- _Try it_: Output every line from the beginning of the records through the line that contains "Locate every instance of the flip", exactly as it appears.

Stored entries
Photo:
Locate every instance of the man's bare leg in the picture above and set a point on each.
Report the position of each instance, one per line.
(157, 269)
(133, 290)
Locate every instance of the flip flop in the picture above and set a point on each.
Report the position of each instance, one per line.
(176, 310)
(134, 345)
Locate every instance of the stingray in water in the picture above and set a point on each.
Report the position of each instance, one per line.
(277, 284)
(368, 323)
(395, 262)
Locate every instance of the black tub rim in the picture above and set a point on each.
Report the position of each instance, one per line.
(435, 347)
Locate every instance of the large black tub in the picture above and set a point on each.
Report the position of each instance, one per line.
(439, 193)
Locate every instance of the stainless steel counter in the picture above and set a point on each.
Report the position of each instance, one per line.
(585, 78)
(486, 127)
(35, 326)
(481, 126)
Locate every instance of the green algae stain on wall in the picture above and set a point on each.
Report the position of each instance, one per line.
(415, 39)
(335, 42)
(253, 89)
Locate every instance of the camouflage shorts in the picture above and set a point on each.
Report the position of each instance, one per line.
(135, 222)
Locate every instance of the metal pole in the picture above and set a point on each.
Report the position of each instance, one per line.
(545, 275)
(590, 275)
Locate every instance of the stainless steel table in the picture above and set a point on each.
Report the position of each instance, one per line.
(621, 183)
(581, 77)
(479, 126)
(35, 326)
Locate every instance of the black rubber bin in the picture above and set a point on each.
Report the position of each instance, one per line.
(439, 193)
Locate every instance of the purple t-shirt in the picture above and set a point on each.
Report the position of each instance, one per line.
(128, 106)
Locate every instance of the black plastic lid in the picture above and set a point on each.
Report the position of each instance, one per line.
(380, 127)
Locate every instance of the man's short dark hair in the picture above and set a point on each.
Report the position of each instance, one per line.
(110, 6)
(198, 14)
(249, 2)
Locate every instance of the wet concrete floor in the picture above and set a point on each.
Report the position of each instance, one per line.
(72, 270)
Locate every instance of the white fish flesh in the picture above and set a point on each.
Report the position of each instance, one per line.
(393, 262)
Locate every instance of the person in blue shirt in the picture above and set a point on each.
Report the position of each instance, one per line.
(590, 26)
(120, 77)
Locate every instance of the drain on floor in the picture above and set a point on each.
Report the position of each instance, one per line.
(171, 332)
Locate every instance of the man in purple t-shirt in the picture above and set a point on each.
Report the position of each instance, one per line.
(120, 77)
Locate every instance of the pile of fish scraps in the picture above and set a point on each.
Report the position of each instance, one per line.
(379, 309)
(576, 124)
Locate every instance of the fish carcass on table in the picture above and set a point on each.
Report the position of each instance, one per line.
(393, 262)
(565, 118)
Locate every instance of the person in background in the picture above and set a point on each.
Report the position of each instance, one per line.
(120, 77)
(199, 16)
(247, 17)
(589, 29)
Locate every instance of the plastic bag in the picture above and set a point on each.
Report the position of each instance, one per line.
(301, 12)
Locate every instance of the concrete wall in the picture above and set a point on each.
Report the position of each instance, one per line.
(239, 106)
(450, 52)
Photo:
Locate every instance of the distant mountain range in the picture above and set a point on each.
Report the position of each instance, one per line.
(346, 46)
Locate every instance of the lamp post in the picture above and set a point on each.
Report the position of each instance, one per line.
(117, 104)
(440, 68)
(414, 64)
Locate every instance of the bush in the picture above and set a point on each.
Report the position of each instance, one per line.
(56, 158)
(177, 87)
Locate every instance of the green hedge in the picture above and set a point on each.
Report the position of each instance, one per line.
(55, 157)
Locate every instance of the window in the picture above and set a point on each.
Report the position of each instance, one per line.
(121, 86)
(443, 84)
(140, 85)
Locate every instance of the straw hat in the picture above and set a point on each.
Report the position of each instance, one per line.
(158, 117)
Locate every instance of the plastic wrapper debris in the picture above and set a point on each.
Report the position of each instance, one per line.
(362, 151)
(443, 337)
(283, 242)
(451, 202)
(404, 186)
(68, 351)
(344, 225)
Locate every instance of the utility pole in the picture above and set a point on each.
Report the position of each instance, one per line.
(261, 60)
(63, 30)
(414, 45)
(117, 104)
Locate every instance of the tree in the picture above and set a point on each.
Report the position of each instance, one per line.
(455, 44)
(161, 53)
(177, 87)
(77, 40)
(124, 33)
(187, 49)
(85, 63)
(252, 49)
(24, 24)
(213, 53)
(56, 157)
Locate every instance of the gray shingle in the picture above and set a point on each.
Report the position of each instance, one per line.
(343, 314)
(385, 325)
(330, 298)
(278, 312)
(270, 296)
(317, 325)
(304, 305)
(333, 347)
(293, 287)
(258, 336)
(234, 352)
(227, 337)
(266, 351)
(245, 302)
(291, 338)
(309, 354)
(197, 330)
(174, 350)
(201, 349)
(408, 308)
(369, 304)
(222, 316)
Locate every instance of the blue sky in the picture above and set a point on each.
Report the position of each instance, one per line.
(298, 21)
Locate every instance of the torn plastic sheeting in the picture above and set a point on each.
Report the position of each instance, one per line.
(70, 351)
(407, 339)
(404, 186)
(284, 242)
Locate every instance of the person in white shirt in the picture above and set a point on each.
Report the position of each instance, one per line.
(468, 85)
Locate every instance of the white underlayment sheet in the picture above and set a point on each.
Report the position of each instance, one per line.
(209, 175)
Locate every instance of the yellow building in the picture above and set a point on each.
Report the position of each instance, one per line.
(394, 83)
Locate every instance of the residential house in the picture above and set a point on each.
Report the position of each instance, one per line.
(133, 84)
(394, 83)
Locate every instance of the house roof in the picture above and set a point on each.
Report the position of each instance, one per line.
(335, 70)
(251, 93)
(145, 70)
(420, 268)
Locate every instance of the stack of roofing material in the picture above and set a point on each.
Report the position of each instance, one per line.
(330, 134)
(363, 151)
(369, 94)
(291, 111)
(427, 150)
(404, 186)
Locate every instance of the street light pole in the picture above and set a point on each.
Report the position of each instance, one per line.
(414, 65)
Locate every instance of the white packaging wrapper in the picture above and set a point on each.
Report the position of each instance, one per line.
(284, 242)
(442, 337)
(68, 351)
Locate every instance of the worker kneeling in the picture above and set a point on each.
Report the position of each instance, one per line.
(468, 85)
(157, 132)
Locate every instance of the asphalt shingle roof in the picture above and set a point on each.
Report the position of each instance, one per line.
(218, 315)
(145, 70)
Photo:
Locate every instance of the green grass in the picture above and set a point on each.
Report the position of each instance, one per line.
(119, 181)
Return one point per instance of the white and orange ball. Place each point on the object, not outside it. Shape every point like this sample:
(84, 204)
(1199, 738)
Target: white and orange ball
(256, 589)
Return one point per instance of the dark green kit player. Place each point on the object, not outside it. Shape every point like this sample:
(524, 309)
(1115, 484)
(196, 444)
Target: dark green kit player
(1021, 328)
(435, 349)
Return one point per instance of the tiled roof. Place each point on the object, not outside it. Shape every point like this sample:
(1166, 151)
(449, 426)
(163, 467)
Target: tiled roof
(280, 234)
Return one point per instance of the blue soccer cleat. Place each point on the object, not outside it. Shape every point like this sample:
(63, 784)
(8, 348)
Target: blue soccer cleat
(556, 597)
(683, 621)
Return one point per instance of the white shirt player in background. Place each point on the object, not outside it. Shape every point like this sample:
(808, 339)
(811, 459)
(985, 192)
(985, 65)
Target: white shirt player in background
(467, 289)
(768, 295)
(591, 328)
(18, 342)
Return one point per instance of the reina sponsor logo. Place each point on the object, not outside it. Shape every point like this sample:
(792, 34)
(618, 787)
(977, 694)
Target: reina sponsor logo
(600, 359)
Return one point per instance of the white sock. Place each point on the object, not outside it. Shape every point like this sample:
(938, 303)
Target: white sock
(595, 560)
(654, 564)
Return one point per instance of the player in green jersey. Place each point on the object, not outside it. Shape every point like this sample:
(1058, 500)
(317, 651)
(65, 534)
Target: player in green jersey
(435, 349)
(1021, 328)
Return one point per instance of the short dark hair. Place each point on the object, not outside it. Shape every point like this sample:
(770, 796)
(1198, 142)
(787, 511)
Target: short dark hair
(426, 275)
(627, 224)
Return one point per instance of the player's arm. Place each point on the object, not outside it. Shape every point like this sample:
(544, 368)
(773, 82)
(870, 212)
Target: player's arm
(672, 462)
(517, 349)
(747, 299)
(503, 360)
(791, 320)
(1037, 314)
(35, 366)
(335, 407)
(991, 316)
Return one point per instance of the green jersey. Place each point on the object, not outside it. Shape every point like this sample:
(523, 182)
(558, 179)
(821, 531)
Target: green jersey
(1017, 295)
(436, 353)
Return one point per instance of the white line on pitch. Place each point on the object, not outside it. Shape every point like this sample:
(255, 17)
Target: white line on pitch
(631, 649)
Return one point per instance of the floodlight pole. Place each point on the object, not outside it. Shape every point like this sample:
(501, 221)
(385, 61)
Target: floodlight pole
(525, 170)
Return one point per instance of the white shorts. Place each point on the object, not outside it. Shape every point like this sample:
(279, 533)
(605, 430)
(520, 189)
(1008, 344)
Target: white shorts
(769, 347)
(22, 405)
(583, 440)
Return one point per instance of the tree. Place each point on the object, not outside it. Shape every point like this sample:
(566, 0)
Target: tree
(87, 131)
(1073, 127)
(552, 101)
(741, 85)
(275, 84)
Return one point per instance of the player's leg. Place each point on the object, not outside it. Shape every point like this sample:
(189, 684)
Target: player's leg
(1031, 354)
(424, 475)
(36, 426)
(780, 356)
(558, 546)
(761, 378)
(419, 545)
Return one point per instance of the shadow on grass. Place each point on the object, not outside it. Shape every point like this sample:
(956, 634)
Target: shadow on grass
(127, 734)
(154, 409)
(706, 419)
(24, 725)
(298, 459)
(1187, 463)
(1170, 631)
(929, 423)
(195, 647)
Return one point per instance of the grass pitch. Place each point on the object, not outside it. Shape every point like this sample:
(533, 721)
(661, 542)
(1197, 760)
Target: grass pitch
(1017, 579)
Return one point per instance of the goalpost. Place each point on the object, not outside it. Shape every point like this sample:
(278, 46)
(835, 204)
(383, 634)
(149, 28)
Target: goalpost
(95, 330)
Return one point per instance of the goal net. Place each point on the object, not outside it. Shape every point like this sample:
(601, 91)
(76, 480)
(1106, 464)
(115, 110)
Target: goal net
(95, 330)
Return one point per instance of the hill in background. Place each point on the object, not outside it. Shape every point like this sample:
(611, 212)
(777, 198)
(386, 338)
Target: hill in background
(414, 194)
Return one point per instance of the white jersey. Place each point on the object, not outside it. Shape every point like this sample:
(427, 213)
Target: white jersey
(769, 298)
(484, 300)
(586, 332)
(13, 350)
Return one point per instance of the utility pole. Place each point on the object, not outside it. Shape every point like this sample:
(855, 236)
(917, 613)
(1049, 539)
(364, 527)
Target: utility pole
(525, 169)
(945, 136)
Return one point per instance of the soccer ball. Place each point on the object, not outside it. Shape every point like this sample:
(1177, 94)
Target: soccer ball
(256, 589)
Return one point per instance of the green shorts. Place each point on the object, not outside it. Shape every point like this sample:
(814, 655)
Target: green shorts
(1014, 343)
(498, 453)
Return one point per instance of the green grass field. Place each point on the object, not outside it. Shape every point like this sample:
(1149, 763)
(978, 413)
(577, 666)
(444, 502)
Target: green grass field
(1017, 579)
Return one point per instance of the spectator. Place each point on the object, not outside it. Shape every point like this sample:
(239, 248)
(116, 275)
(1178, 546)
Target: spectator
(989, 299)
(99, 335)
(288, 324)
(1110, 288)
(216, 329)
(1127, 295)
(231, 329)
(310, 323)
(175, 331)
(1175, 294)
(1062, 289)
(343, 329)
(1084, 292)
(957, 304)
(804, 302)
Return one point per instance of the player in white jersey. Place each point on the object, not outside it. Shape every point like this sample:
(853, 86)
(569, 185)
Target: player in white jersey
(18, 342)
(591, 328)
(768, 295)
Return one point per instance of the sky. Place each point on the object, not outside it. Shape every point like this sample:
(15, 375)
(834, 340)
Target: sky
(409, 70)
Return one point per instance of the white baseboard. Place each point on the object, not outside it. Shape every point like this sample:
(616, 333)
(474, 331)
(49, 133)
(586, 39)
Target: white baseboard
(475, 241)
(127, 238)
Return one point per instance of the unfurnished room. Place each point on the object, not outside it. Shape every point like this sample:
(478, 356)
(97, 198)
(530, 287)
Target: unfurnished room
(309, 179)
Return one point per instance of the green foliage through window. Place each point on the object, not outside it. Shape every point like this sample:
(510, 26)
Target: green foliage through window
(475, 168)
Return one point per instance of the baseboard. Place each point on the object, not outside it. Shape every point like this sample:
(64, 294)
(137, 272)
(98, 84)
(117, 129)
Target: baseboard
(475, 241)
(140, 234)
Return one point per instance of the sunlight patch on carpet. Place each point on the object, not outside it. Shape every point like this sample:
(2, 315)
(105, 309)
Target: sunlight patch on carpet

- _Task solution_:
Photo:
Locate every instance of the man's bare leg in the picture above and set a point on each.
Report the position of each instance, one per line.
(157, 269)
(133, 290)
Locate every instance of the flip flop in the picture above and set a point on each.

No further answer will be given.